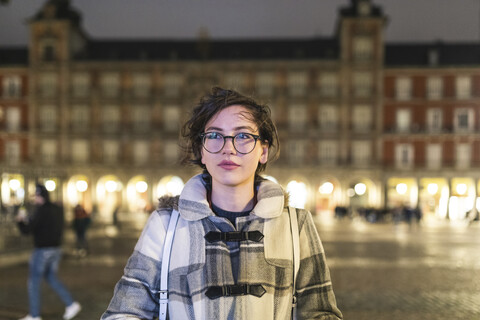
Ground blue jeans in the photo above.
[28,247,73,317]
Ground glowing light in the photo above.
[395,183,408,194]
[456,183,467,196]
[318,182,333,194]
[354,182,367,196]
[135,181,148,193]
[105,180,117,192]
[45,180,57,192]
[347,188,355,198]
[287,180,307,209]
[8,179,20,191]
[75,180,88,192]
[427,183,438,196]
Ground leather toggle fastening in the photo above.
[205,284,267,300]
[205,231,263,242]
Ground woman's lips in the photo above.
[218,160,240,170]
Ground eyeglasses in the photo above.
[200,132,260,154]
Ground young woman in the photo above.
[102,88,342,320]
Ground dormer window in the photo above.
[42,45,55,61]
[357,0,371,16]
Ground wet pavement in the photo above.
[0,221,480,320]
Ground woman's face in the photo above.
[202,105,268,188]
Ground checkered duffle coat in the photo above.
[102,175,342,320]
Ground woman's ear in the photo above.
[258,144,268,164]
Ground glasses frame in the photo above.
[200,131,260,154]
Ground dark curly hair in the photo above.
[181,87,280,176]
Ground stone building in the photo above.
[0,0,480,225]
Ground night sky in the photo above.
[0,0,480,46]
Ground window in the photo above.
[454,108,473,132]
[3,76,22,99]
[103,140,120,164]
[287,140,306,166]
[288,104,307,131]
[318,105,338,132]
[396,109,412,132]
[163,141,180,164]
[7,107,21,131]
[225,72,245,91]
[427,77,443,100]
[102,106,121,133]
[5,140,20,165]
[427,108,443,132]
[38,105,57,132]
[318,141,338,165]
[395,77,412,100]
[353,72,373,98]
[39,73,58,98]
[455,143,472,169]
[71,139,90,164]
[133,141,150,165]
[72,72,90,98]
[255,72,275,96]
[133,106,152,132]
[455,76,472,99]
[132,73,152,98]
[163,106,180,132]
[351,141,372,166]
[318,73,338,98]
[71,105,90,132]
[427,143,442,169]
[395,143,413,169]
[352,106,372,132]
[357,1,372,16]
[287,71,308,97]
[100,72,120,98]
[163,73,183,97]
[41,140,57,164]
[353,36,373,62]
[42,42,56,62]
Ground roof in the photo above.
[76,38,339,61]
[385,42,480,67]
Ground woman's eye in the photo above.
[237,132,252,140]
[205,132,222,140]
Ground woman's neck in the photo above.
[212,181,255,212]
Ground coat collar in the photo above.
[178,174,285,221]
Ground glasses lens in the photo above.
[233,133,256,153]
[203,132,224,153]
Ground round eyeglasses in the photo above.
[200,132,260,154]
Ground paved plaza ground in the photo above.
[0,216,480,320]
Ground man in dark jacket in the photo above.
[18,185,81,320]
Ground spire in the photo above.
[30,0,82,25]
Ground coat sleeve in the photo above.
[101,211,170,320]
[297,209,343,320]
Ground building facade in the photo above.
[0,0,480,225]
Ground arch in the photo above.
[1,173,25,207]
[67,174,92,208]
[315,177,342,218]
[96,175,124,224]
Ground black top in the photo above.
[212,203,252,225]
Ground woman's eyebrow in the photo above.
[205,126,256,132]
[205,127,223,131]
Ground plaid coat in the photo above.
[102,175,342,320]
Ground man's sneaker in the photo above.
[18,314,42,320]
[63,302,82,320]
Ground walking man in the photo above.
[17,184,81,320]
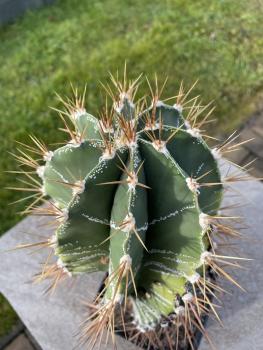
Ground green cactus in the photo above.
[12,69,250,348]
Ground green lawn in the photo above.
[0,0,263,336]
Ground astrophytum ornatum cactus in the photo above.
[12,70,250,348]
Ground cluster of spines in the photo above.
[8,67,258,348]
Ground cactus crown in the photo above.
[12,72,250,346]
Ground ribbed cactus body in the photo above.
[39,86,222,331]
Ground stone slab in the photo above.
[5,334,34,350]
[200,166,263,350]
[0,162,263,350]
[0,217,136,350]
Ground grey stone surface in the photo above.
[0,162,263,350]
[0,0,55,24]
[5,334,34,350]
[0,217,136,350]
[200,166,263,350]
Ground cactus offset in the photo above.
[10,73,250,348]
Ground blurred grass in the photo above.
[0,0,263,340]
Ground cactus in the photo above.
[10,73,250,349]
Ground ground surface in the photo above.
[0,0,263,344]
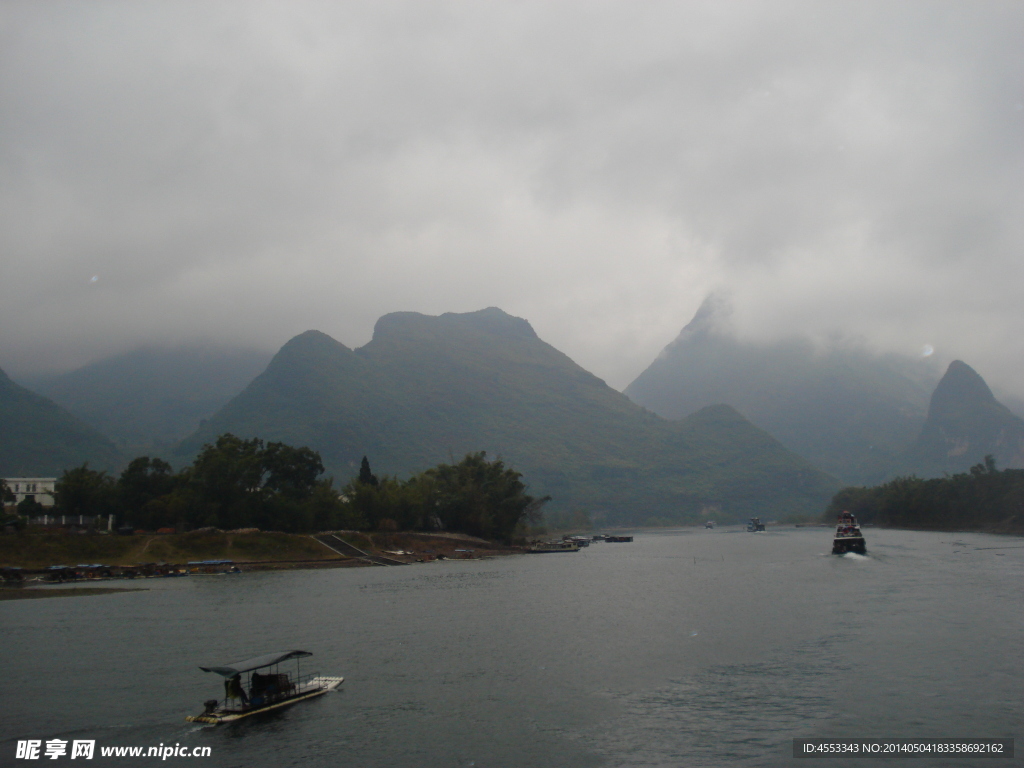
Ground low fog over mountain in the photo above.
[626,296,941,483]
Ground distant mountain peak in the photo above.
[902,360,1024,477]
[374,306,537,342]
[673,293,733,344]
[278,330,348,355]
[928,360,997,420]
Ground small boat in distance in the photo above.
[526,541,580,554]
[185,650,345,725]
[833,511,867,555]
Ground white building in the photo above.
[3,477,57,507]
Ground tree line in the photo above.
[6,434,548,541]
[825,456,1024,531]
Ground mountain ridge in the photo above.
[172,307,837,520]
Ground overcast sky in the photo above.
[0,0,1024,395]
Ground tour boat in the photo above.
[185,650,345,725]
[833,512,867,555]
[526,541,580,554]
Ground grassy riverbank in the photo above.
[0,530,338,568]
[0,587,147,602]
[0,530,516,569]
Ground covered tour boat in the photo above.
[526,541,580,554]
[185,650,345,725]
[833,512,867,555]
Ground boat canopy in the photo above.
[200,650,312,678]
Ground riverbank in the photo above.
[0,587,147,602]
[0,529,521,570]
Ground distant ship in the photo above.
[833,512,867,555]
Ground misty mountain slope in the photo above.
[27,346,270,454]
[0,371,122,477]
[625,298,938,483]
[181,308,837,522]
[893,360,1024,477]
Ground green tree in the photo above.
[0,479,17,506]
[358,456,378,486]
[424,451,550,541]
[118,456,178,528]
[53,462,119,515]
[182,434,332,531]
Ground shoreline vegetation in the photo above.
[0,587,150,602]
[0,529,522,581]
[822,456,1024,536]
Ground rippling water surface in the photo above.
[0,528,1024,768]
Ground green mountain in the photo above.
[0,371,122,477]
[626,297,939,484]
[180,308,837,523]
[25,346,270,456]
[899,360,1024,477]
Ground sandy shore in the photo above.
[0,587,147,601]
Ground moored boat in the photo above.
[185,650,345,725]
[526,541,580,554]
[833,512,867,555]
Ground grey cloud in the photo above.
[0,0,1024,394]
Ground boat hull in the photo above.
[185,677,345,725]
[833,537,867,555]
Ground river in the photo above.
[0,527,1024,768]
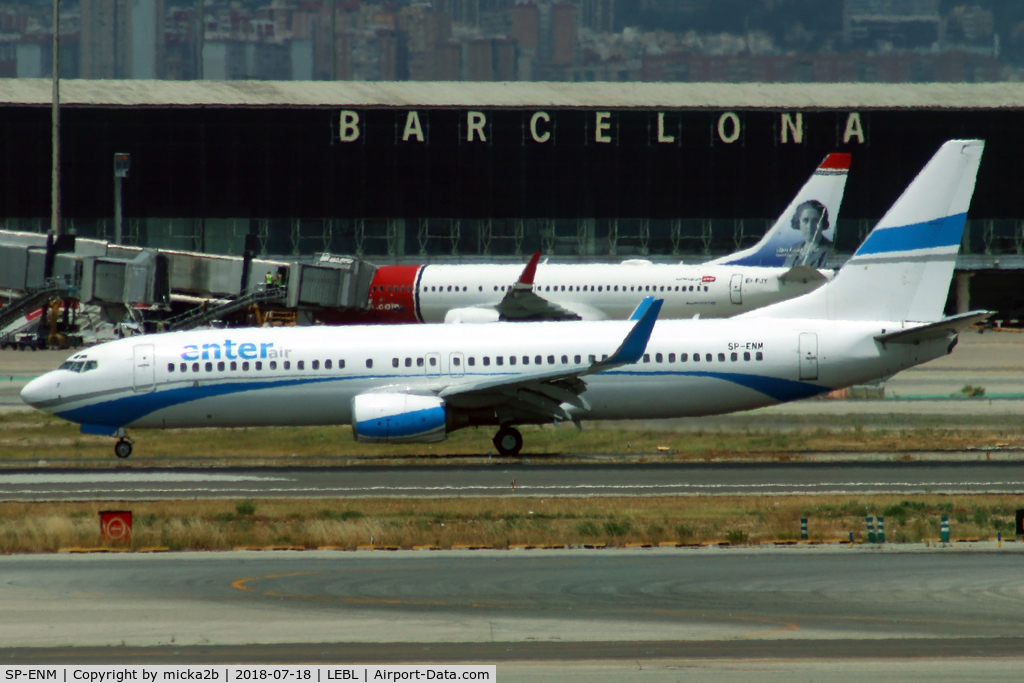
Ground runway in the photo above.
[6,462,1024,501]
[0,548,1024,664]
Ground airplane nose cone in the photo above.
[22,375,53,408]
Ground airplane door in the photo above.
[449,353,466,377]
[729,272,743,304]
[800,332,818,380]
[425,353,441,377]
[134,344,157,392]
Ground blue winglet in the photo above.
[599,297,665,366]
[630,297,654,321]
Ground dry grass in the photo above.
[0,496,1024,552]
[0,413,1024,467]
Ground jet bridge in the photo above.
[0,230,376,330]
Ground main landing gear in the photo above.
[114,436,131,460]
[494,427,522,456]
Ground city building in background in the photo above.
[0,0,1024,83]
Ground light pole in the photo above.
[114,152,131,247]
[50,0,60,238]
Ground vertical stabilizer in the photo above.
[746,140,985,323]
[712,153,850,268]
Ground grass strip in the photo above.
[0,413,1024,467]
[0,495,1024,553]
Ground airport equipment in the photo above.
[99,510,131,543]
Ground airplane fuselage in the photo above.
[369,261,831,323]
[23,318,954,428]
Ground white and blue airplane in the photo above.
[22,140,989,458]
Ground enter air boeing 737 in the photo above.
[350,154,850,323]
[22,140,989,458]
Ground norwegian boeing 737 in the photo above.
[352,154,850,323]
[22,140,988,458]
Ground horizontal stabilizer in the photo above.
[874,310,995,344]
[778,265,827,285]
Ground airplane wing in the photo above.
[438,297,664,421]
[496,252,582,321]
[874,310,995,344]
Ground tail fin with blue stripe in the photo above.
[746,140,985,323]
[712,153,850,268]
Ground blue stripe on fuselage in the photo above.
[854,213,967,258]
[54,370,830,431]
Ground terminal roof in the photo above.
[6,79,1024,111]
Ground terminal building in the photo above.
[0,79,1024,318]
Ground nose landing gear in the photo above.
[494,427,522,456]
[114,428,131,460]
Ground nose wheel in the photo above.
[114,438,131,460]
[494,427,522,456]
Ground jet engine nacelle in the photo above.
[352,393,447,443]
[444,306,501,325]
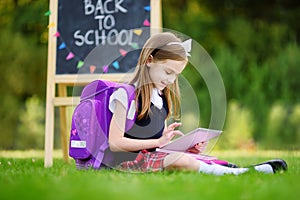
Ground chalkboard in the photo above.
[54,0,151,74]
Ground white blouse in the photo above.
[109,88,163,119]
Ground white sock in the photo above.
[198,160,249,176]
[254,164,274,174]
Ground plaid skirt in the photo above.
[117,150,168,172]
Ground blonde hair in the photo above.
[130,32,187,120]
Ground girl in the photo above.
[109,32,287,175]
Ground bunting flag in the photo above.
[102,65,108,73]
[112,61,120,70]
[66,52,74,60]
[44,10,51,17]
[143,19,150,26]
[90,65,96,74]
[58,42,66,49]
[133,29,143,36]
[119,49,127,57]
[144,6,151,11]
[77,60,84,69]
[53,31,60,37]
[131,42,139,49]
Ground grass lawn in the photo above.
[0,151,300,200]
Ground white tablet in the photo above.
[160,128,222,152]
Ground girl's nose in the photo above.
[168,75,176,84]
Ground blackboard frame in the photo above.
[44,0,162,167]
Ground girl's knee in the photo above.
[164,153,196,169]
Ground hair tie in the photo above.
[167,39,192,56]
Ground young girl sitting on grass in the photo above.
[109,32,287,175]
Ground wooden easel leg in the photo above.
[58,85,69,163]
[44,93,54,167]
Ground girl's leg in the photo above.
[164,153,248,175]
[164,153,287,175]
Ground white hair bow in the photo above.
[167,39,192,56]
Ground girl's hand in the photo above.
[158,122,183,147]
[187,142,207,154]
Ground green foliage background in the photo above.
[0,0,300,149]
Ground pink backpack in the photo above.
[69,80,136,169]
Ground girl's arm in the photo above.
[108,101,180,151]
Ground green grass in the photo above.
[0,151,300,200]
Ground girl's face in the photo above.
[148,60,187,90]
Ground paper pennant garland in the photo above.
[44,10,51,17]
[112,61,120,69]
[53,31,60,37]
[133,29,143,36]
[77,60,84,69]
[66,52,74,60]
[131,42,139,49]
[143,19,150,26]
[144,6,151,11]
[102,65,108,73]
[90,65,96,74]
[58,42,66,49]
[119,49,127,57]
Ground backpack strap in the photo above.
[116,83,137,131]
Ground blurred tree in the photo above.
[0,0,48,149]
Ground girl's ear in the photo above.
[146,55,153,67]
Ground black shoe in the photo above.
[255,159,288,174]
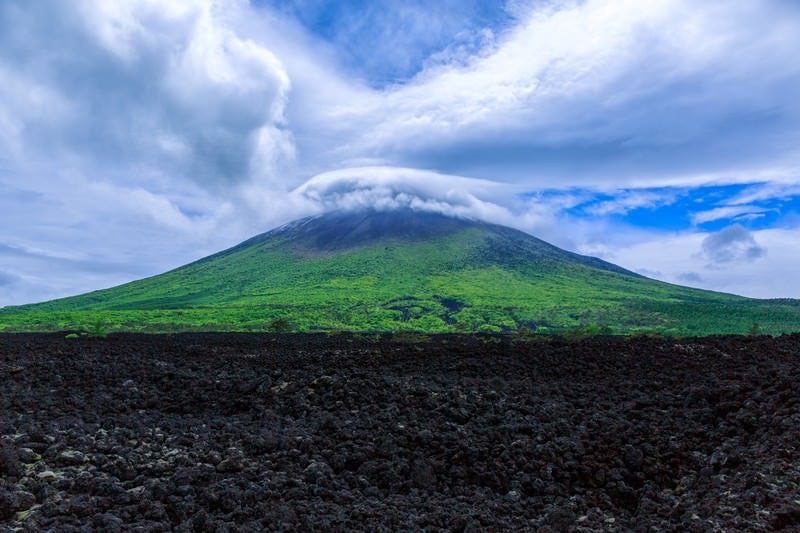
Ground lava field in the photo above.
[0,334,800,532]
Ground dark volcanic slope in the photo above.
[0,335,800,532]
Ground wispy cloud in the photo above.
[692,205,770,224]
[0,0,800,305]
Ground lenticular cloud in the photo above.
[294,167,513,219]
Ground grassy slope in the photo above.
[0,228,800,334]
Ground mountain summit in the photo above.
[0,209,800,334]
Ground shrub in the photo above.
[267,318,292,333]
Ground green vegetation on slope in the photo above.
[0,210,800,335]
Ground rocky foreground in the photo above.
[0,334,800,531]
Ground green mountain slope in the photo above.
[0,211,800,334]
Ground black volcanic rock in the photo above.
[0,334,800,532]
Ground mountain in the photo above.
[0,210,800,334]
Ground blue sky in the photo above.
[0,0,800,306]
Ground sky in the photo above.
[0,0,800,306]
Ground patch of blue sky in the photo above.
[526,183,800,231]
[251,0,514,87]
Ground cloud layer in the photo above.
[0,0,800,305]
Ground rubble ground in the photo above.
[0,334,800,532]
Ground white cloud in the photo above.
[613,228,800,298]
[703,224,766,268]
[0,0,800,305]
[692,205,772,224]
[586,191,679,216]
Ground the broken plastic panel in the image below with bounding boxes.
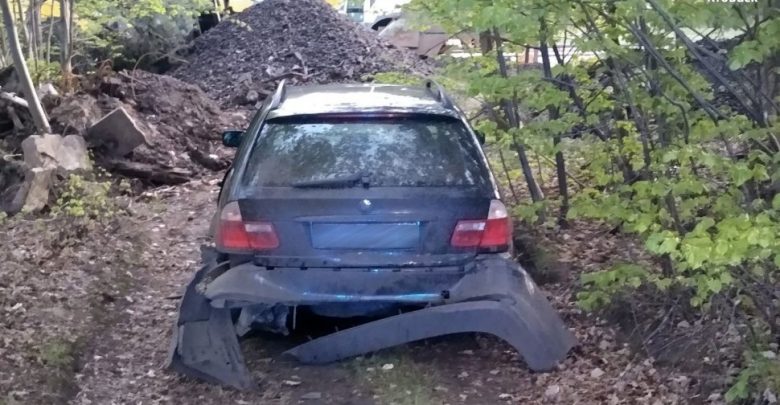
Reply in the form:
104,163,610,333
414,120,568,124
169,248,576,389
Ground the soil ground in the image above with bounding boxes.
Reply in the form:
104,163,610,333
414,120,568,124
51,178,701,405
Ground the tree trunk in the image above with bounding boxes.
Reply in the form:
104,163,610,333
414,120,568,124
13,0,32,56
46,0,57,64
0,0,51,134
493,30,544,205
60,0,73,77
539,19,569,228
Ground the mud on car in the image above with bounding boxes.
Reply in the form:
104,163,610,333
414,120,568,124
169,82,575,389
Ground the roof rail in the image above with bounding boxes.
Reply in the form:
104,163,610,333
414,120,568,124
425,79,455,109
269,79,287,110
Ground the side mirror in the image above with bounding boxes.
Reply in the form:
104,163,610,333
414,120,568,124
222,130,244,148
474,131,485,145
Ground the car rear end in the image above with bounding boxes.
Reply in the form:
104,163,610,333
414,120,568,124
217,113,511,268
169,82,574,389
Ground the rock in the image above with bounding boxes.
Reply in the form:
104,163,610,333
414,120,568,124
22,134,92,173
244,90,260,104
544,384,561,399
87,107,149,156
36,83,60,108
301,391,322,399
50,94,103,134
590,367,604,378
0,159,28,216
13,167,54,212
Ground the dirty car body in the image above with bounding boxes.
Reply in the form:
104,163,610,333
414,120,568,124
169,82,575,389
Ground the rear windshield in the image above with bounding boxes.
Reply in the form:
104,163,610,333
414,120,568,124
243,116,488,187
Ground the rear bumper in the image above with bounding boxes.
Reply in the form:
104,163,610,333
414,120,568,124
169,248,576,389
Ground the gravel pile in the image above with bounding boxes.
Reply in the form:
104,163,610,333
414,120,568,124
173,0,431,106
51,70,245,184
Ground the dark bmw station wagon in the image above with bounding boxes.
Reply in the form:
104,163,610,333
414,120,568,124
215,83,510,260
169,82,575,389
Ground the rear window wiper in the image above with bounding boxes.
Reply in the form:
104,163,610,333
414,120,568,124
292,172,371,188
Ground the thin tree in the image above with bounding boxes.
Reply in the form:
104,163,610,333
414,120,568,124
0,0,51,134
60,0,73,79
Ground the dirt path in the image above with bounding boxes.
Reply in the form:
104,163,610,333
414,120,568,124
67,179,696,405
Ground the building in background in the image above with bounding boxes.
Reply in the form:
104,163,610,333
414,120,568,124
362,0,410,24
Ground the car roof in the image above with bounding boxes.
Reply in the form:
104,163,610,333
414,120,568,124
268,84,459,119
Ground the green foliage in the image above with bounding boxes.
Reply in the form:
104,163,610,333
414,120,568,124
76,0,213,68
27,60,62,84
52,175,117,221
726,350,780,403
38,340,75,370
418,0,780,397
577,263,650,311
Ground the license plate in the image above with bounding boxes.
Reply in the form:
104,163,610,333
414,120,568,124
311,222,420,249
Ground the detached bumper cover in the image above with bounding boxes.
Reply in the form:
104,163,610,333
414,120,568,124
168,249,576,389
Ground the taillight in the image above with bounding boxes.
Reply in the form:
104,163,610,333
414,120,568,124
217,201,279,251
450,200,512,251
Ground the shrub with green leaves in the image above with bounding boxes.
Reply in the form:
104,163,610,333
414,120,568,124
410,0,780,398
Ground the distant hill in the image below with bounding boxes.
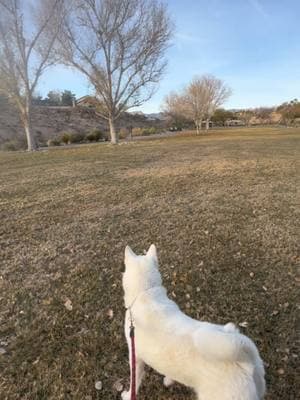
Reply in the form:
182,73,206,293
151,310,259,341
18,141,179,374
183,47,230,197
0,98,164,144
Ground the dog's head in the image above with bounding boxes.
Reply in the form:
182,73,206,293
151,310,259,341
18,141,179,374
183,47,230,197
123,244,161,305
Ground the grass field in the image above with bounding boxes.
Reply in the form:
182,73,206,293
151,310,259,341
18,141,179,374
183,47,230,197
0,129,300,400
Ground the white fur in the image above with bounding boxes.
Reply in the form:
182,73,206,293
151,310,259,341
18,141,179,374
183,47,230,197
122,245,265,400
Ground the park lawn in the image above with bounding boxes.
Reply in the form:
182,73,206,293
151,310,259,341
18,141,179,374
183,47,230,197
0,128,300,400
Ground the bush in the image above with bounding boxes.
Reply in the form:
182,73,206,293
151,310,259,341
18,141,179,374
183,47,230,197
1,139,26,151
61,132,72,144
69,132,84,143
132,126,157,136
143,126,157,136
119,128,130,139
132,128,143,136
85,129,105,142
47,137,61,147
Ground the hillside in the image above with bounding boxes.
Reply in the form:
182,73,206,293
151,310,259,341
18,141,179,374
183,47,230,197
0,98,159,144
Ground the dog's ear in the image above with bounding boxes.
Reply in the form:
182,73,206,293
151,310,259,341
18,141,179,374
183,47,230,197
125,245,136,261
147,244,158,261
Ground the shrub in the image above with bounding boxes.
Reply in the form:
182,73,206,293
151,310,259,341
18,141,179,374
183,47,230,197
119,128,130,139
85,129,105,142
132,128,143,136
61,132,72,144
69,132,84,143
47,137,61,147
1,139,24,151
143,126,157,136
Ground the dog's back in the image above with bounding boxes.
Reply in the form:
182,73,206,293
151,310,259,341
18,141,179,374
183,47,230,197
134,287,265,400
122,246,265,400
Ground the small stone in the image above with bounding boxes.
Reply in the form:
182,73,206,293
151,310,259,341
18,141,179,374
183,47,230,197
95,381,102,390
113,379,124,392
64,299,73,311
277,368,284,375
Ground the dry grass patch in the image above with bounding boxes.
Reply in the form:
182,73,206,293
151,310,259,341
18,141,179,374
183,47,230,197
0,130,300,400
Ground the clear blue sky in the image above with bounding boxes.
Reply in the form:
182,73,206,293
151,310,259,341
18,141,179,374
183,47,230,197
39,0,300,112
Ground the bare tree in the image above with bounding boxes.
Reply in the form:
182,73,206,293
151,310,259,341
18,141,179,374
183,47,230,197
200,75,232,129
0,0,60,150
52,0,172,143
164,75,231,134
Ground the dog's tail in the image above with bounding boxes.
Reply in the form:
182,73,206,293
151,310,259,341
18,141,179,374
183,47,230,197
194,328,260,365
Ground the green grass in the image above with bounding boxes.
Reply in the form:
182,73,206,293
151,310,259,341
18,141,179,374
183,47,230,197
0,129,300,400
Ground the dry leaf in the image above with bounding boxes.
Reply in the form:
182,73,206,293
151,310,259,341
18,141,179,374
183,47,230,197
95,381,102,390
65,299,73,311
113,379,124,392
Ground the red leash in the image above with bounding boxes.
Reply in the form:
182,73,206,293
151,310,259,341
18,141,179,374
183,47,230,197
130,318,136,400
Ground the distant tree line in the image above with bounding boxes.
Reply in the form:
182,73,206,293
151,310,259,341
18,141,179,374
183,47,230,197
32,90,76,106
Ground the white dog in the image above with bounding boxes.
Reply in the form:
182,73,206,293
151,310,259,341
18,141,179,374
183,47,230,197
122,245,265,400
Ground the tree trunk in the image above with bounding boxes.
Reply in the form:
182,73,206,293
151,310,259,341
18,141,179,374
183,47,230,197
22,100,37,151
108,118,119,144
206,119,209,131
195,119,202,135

Problem details: Can you return, unchanged, the rows that begin at the line containing "Ground the dry leaf" and end with the final line of the rows, including both of those lines?

Output for this exercise:
Ground the dry leaf in the image above with bounding boxes.
Reply in the form:
182,73,206,293
151,310,259,341
18,141,179,374
183,47,230,197
95,381,102,390
65,299,73,311
113,379,124,392
Ground the red leash in the image above with bounding boxes.
Reply in the form:
182,73,206,293
151,310,259,341
18,141,179,374
183,47,230,197
130,318,136,400
Ground the distant tree line in the image above with bounding boxes.
Reply in the form:
182,73,206,293
151,310,259,341
18,141,179,374
183,47,230,197
32,90,76,106
Ground the white dog in the image above with bounding boxes.
Reply in the form:
182,73,206,293
151,310,259,341
18,141,179,374
183,47,230,197
122,245,265,400
Ground the tree trunk in the image above with bounding boxes.
Reply in the form:
182,73,206,293
151,310,259,341
18,141,179,374
183,47,230,197
22,100,37,151
108,118,119,144
206,119,209,131
195,119,202,135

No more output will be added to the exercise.